→ Given text:
◆ ◆ ◆

A translation management system (TMS), formerly globalization management system (GMS), is a type of software for automating many parts of the human language translation process and maximizing translator efficiency.  The idea of a translation management system is to automate all repeatable and non-essential work that can be done by software/systems and leaving only the creative work of translation and review to be done by human beings.  A translation management system generally includes at least two types of technology: process management technology to automate the flow of work, and linguistic technology to aid the translator. 

In a typical TMS, process management technology is used to monitor source language content for changes and route the content to various translators and reviewers.  These translators and reviewers may be located across the globe and typically access the TMS via the Internet.

Translation management systems are most commonly used today for managing various aspects translation business.

Naming 
Although translation management systems (TMS) seems to be the currently favoured term in the language localisation industry, these solutions are also known as globalization management systems (GMS) or global content management systems (GCMS). They work with content management systems (CMS) as separate, but linked programs or as simple add-ons that can answer specific multilingual requirements.

Overview 
A TMS typically connects to a CMS to manage foreign language content. It tends to address the following categories in different degrees, depending on each offering:
 Business administration: project management, resource management, financial management. This category is traditionally related to enterprise resource planning (ERP) tools.

◆ ◆ ◆

→ Exercise inputs:
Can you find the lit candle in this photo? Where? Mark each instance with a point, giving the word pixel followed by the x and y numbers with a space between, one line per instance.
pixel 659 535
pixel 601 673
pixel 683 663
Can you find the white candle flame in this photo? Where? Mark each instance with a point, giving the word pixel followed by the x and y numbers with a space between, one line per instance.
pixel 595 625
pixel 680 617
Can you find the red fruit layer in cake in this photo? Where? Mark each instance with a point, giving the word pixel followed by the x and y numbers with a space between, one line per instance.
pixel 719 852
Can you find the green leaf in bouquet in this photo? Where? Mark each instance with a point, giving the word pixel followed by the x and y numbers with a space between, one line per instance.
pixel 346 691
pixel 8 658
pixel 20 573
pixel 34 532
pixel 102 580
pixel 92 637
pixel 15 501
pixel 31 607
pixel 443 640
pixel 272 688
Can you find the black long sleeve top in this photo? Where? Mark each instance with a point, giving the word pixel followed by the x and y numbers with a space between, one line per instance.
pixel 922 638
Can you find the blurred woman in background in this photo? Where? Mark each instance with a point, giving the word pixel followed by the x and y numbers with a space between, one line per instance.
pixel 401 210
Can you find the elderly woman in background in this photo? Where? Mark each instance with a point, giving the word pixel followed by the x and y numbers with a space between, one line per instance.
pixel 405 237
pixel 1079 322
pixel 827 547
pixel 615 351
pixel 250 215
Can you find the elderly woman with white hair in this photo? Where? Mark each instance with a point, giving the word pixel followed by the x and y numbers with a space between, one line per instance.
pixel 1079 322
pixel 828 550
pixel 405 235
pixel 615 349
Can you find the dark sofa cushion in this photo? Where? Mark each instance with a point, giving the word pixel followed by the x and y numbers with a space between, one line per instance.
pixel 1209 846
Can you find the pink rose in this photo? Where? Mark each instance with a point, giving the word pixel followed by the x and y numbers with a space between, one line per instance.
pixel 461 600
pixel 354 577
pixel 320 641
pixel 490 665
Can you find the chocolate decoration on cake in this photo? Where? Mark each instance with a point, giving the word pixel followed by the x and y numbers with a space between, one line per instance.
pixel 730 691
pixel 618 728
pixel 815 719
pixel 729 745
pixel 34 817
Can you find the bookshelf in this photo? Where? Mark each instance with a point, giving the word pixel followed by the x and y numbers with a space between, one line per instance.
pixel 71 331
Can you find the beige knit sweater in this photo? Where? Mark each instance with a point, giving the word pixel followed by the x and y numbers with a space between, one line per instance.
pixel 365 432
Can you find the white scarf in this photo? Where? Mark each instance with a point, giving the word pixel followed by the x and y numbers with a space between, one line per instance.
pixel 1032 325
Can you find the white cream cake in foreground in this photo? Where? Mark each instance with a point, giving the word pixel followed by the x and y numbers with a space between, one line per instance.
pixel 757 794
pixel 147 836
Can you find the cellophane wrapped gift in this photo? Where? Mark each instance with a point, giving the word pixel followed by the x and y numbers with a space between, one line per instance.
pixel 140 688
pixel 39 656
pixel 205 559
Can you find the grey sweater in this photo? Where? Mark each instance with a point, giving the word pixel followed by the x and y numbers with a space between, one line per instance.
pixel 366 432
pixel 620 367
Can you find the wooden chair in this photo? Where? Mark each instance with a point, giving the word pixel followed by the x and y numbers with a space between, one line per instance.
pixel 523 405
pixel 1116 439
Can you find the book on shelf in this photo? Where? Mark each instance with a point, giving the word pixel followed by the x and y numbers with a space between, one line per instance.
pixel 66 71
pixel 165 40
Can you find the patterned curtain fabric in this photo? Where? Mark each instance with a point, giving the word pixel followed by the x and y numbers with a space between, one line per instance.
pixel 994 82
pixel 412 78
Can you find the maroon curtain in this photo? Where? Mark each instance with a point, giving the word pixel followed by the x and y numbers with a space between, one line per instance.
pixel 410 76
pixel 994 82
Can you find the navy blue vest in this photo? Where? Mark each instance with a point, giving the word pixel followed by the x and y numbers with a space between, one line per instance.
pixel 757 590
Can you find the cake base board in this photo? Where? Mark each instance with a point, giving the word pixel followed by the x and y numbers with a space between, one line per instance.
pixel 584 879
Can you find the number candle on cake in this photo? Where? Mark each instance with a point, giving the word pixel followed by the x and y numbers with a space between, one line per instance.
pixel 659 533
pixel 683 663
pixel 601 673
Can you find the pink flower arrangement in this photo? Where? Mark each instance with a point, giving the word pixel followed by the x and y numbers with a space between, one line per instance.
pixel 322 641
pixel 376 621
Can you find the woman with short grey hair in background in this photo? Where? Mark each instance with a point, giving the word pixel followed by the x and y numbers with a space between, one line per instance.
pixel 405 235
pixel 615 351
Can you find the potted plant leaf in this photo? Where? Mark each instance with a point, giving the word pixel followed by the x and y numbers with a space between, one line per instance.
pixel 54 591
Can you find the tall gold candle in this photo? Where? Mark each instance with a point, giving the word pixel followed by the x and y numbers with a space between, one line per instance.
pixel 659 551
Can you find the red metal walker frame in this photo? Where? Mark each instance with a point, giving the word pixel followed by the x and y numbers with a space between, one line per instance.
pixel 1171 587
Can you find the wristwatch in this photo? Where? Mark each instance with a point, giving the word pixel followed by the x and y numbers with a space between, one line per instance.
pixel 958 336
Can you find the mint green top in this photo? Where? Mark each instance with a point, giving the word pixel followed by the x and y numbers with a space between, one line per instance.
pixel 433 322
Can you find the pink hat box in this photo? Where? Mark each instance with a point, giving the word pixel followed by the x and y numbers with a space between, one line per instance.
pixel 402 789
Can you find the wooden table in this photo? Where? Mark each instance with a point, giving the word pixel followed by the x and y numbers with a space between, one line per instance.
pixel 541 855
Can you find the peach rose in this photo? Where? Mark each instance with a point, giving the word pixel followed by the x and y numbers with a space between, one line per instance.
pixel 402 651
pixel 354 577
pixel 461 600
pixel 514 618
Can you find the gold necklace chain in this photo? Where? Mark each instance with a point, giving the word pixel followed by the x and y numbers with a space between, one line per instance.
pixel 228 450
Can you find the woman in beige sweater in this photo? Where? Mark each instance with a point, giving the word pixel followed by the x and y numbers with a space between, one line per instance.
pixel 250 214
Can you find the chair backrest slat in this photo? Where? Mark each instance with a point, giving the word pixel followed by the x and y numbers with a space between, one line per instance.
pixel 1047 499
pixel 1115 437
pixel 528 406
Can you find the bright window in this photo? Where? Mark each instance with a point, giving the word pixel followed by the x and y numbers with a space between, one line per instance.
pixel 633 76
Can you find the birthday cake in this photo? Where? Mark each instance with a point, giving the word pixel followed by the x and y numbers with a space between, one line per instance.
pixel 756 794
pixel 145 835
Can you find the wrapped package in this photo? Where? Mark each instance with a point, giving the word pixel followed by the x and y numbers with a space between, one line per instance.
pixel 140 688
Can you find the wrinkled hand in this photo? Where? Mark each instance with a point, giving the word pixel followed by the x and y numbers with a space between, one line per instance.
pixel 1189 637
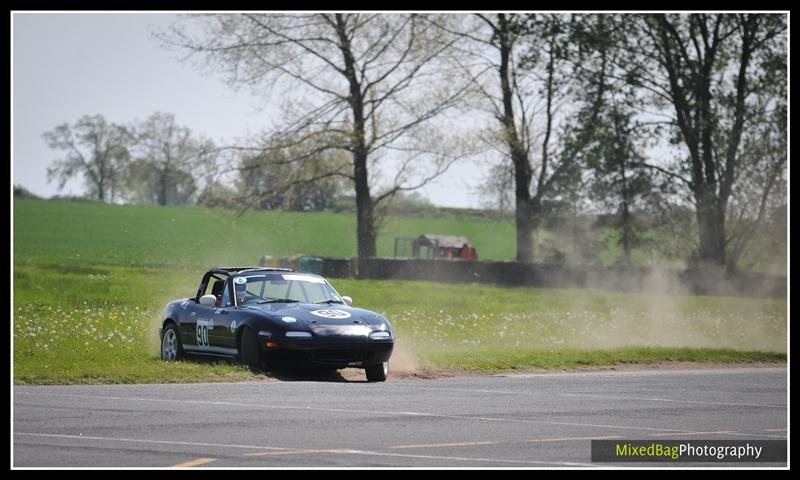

◆ ◆ ◆

→ List of tasks:
A - Print the passage on translation management systems in full, with no changes.
B - Arrange the lines of the listing as a numbered list, omitting blank lines. Begin with the line containing "Can you find the woman in" and continue through the final line of the listing, including both, and leave the pictures out.
The passage and the listing come from unrelated sources.

→ Per-task answers:
A -
A translation management system (TMS), formerly globalization management system (GMS), is a type of software for automating many parts of the human language translation process and maximizing translator efficiency.  The idea of a translation management system is to automate all repeatable and non-essential work that can be done by software/systems and leaving only the creative work of translation and review to be done by human beings.  A translation management system generally includes at least two types of technology: process management technology to automate the flow of work, and linguistic technology to aid the translator. 

In a typical TMS, process management technology is used to monitor source language content for changes and route the content to various translators and reviewers.  These translators and reviewers may be located across the globe and typically access the TMS via the Internet.

Translation management systems are most commonly used today for managing various aspects translation business.

Naming 
Although translation management systems (TMS) seems to be the currently favoured term in the language localisation industry, these solutions are also known as globalization management systems (GMS) or global content management systems (GCMS). They work with content management systems (CMS) as separate, but linked programs or as simple add-ons that can answer specific multilingual requirements.

Overview 
A TMS typically connects to a CMS to manage foreign language content. It tends to address the following categories in different degrees, depending on each offering:
 Business administration: project management, resource management, financial management. This category is traditionally related to enterprise resource planning (ERP) tools.

B -
1. Can you find the woman in beige sweater in this photo? Where? Mark each instance with a point, giving the word pixel followed by the x and y numbers with a space between, one line per instance.
2. pixel 250 214
3. Can you find the chair backrest slat in this photo? Where? Mark each instance with a point, giving the word pixel followed by the x and y numbers with a space between, one line per instance.
4. pixel 1047 499
5. pixel 1115 437
6. pixel 528 406
7. Can you find the bright window in this photo? Where? Mark each instance with a point, giving the word pixel followed by the x and y numbers with a space between, one line per instance.
8. pixel 633 76
9. Can you find the birthday cake in this photo? Where? Mark each instance with a point, giving the word pixel followed by the x and y numbers with a space between, one line per instance.
10. pixel 756 794
11. pixel 145 835
12. Can you find the wrapped package in this photo? Where? Mark each instance with a point, giving the word pixel followed by the x and y numbers with a space between, one line per instance.
13. pixel 140 688
14. Can you find the wrinkled hand in this photo? Where? Mark each instance with a point, giving the word pixel followed by the x and y numbers with a space between, one line per instance.
15. pixel 1189 637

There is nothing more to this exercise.